[start SOURCE]
# taking down drywall question?



## git-r-dun (May 1, 2010)

I was wondering on what how i would go about on charging for taking down old drywall and putting new stuff on. I know how much to charge to hang and tape, I just want to know about taking it down?


----------



## PrairrieDogExpress (Jan 29, 2010)

My guess would be to figure out approx how long it will take in hours and charge what you normally make an hour doing piece work. Dunno I only tape.


----------



## Capt-sheetrock (Dec 11, 2009)

I generally figure it the same way the Dog does, figure out how long you need to do it, and charger accordinally. Remember to add for removel and dump fees, if they want you to haul it off.


----------



## DSJOHN (Apr 5, 2010)

DO NOT forget dump fees, I got charged .15 a pound yesterday,what a ripoff, you figure roughly your time spent and charge $5 a more than your normal rate, then you wont get f%$ed


----------



## Capt-sheetrock (Dec 11, 2009)

DSJOHN said:


> DO NOT forget dump fees, I got charged .15 a pound yesterday,what a ripoff, you figure roughly your time spent and charge $5 a more than your normal rate, then you wont get f%$ed


I hear ya, who'd a thunk it,,, never thought they would charge so much to bury something in the ground that actually came from the ground to start with,,,, gotta love them bunny-huggers


----------
[end SOURCE]
__GIVEN INSTRUCTION 1__.
Write out the part of the drywall thread from "I was wondering" up to and including "taking it down?" word for word.
The drywall thread and the listing that comes after it are unrelated material.
[start SUPPLIED RECORDS]
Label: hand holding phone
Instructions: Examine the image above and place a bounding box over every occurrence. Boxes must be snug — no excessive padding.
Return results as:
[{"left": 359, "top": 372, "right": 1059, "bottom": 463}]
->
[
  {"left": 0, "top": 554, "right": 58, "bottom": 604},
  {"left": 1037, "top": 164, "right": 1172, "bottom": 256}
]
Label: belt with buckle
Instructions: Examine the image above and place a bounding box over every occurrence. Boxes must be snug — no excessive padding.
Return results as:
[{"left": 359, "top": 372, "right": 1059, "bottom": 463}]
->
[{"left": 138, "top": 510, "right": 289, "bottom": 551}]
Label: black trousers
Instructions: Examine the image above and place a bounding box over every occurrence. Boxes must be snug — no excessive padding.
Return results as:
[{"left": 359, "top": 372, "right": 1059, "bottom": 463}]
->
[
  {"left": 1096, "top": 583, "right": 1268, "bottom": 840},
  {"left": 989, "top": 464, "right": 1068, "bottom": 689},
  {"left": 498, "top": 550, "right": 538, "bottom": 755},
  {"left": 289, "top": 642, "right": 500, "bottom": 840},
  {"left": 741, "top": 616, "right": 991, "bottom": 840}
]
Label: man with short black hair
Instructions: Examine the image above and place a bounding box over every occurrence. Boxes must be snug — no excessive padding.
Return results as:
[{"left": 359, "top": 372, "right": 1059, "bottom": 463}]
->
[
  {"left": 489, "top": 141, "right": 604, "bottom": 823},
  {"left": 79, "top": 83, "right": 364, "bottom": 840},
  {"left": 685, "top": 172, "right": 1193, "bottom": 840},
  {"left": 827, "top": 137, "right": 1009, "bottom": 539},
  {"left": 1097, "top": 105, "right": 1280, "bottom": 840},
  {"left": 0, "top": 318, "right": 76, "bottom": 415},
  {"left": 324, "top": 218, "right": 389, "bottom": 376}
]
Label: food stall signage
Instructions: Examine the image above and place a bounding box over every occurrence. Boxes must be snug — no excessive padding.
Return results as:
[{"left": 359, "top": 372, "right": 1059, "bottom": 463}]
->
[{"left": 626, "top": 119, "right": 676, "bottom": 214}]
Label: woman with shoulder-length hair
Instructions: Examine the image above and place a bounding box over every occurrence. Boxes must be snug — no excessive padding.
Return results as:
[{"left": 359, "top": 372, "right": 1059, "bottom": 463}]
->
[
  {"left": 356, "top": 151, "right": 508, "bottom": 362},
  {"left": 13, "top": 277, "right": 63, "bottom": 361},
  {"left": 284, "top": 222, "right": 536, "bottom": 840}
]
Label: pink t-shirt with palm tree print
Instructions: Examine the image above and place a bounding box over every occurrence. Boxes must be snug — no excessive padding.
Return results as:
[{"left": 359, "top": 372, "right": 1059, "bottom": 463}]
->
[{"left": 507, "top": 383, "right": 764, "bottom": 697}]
[end SUPPLIED RECORDS]
__GIVEN INSTRUCTION 2__.
State only the number of lines in the listing that contain the string "hair".

__COMPLETE ANSWER 1__.
I was wondering on what how i would go about on charging for taking down old drywall and putting new stuff on. I know how much to charge to hang and tape, I just want to know about taking it down?

__COMPLETE ANSWER 2__.
2